ARTICLE

Question

Let $r$ and $R$ be the inradius and the circumradius of a $△ABC$. Let $\theta$ be the angle between the line joining the incentre and the circumcentre of the $△ABC$ and $BC$. Then $\theta$ is equal to

• A. ${\tan }^{-1}\left(\frac{\cos B+\cos C-1}{\sin C-\sin B}\right)$
• B. ${\tan }^{-1}\left(\frac{\sin C-\sin B}{\cos B+\cos C-1}\right)$
• C. ${\tan }^{-1}\left(\frac{r-R\cos A}{r\cot \frac{B}{2}-R\sin A}\right)$
• D. ${\tan }^{-1}\left(\frac{r\cos A-R}{r\sin A-R\cot \frac{B}{2}}\right)$

Answer 1

Answer: (A), (C)

${\tan }^{-1}\left(\frac{r-R\cos A}{r\cot \frac{B}{2}-R\sin A}\right)$


Let $I$ be the incentre.
$O$ be the circumcentre and $OL\parallel BC$
$\angle IOL=\theta ,IM=r,OC=R,\angle NOC=A$

Now,
$\tan \theta =\frac{IL}{OL}=\frac{IM-LM}{BM-BN}=\frac{IM-ON}{BM-NC}=\frac{r-R\cos A}{r\cot \frac{B}{2}-R\sin A}=\frac{4R\sin \frac{A}{2}\sin \frac{B}{2}\sin \frac{C}{2}-R\cos A}{4R\sin \frac{A}{2}\sin \frac{B}{2}\sin \frac{C}{2}\cot \frac{B}{2}-R\sin A}=\frac{\cos A+\cos B+\cos C-1-\cos A}{\sin A+\sin C-\sin B-\sin A}$

$\Rightarrow \tan \theta =\frac{\cos B+\cos C-1}{\sin C-\sin B}$

$\Rightarrow \theta ={\tan }^{-1}\left(\frac{\cos B+\cos C-1}{\sin C-\sin B}\right)$

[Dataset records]
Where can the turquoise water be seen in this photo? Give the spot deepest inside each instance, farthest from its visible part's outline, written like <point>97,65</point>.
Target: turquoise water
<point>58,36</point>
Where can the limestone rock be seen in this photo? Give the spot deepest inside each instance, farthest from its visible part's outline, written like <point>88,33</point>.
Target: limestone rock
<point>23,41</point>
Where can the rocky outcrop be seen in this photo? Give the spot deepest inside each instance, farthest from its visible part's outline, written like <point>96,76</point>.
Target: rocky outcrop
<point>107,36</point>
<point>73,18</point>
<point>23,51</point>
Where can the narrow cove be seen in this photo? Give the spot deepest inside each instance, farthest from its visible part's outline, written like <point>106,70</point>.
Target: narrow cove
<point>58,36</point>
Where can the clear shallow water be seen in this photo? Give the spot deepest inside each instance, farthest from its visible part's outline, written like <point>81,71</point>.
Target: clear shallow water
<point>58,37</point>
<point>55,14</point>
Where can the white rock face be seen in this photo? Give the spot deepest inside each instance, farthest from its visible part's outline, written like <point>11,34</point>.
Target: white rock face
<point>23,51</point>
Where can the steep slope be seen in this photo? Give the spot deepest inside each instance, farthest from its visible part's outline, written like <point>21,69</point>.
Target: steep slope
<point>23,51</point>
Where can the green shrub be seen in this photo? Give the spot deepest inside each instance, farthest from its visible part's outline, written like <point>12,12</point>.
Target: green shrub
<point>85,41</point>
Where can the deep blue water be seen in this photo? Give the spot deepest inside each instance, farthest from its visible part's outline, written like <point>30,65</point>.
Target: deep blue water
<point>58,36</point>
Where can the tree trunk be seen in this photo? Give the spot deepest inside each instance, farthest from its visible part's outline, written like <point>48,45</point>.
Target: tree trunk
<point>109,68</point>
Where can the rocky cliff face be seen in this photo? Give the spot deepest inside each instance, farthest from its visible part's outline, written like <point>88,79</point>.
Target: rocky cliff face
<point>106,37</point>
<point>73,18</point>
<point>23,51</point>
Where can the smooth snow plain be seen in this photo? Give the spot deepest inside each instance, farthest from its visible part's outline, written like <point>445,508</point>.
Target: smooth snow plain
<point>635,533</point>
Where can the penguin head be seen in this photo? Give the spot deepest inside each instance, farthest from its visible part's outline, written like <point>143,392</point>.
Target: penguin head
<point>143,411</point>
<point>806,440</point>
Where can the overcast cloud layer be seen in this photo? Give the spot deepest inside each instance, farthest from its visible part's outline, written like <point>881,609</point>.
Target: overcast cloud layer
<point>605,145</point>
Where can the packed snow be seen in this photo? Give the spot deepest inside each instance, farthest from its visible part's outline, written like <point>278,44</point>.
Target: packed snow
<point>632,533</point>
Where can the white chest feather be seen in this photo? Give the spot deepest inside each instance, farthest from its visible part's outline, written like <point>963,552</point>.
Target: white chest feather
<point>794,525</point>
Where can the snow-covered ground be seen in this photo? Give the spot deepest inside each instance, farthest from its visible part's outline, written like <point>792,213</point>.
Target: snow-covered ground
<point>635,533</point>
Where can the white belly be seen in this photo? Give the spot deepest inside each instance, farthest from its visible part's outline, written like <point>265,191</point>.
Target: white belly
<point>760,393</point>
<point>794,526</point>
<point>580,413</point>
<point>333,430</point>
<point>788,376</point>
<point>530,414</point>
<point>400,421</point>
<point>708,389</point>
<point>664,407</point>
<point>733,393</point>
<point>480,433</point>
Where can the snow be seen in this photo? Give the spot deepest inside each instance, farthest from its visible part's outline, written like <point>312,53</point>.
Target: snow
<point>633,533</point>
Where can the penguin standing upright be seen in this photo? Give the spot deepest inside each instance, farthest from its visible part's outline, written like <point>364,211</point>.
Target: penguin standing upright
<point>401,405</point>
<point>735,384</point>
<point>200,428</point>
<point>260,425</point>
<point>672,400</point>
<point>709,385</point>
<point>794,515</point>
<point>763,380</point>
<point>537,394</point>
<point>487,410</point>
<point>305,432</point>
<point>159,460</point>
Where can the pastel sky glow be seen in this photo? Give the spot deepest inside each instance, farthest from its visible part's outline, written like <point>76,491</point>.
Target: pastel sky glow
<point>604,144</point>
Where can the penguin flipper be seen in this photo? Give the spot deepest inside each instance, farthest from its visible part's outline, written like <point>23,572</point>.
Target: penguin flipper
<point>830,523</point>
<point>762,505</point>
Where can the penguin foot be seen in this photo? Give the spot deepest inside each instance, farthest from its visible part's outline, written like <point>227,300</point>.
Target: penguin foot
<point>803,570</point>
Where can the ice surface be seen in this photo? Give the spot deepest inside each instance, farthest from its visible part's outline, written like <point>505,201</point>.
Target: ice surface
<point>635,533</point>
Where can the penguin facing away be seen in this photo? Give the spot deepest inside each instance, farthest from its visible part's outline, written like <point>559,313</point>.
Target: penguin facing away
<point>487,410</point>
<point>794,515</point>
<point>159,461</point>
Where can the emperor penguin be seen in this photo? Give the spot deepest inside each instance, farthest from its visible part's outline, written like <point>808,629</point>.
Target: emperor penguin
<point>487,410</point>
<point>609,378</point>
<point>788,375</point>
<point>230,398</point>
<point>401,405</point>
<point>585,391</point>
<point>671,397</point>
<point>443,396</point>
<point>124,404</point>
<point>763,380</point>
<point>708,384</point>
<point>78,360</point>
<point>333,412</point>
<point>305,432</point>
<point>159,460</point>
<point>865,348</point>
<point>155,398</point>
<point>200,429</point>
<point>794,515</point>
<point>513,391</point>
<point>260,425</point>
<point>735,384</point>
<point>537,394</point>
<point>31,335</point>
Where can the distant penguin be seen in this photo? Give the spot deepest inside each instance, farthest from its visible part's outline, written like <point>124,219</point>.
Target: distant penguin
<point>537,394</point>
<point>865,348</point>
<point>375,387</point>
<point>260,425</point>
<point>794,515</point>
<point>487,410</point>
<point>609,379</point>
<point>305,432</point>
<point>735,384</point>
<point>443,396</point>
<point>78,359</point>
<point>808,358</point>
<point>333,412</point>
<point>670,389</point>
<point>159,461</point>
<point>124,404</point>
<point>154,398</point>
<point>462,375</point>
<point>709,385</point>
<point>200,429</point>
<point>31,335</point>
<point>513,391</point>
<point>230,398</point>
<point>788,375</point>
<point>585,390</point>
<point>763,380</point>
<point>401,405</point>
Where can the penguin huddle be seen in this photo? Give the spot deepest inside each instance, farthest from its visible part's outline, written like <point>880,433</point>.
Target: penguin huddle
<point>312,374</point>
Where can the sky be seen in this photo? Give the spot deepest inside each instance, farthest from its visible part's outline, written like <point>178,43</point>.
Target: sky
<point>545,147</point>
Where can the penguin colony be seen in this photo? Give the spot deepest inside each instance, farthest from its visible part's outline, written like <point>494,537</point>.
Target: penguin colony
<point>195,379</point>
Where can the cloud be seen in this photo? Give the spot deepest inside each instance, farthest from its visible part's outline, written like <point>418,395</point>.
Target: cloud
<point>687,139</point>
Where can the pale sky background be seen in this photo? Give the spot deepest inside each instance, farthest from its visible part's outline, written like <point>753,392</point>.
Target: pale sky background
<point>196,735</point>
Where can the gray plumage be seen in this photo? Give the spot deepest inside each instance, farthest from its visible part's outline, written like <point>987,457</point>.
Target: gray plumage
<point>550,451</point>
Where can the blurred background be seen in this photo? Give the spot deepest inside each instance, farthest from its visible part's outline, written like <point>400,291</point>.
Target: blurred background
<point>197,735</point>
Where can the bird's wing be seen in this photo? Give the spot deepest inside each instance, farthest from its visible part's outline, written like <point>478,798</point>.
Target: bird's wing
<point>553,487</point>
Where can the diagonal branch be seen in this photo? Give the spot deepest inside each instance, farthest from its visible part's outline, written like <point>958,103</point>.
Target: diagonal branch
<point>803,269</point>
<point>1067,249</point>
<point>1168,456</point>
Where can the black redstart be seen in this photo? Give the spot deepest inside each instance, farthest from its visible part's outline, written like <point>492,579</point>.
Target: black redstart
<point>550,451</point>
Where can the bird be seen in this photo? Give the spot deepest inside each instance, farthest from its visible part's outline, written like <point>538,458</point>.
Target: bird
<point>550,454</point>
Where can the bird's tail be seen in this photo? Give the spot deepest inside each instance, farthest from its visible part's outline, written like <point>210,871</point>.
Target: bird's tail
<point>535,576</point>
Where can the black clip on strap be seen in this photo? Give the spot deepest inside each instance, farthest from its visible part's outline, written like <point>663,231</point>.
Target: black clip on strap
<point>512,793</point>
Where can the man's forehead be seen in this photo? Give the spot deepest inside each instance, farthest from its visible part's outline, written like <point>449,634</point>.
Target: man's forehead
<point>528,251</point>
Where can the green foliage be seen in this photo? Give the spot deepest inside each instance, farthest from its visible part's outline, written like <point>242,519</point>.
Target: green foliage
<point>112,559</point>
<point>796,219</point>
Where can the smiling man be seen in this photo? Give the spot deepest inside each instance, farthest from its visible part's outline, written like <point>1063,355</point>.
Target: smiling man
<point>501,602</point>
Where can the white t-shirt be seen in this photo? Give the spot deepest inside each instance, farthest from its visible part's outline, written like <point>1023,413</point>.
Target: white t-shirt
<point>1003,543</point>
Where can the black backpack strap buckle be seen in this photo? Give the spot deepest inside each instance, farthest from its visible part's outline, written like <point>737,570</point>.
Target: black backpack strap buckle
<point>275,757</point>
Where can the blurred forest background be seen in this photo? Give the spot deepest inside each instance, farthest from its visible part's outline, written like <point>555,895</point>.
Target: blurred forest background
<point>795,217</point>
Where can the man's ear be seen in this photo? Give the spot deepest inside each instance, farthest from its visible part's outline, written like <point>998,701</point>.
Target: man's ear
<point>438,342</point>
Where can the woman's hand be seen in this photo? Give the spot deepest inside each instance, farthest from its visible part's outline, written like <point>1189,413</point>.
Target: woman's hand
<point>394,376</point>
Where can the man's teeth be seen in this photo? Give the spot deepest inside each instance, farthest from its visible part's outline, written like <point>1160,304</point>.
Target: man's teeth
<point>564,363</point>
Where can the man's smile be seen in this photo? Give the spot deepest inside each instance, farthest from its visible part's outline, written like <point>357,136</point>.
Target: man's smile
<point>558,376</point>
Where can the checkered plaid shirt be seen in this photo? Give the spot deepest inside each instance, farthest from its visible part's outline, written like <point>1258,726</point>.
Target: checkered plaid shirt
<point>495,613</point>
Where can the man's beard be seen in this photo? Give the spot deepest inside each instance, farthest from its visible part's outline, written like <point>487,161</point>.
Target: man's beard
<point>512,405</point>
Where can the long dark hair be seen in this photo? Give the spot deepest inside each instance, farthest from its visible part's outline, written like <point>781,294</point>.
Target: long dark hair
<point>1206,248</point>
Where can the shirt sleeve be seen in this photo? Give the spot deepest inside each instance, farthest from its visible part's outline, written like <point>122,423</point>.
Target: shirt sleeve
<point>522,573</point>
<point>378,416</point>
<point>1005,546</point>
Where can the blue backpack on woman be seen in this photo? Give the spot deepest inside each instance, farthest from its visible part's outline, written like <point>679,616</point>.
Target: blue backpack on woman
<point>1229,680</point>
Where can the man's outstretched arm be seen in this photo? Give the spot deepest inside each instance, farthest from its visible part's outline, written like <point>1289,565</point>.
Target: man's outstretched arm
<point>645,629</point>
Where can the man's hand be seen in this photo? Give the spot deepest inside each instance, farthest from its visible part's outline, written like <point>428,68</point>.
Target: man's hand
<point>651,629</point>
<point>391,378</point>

STATED EXERCISE A
Rewrite the triangle problem starting at "Let $r$ and" and ending at "Answer: (A), (C)", putting "incenter" wherever "incentre" appears.
STATED EXERCISE B
Which options does the triangle problem give as the answer?

FINAL RESULT A
Let $r$ and $R$ be the inradius and the circumradius of a $△ABC$. Let $\theta$ be the angle between the line joining the incenter and the circumcentre of the $△ABC$ and $BC$. Then $\theta$ is equal to

• A. ${\tan }^{-1}\left(\frac{\cos B+\cos C-1}{\sin C-\sin B}\right)$
• B. ${\tan }^{-1}\left(\frac{\sin C-\sin B}{\cos B+\cos C-1}\right)$
• C. ${\tan }^{-1}\left(\frac{r-R\cos A}{r\cot \frac{B}{2}-R\sin A}\right)$
• D. ${\tan }^{-1}\left(\frac{r\cos A-R}{r\sin A-R\cot \frac{B}{2}}\right)$

Answer 1

Answer: (A), (C)

FINAL RESULT B
Options (A) and (C).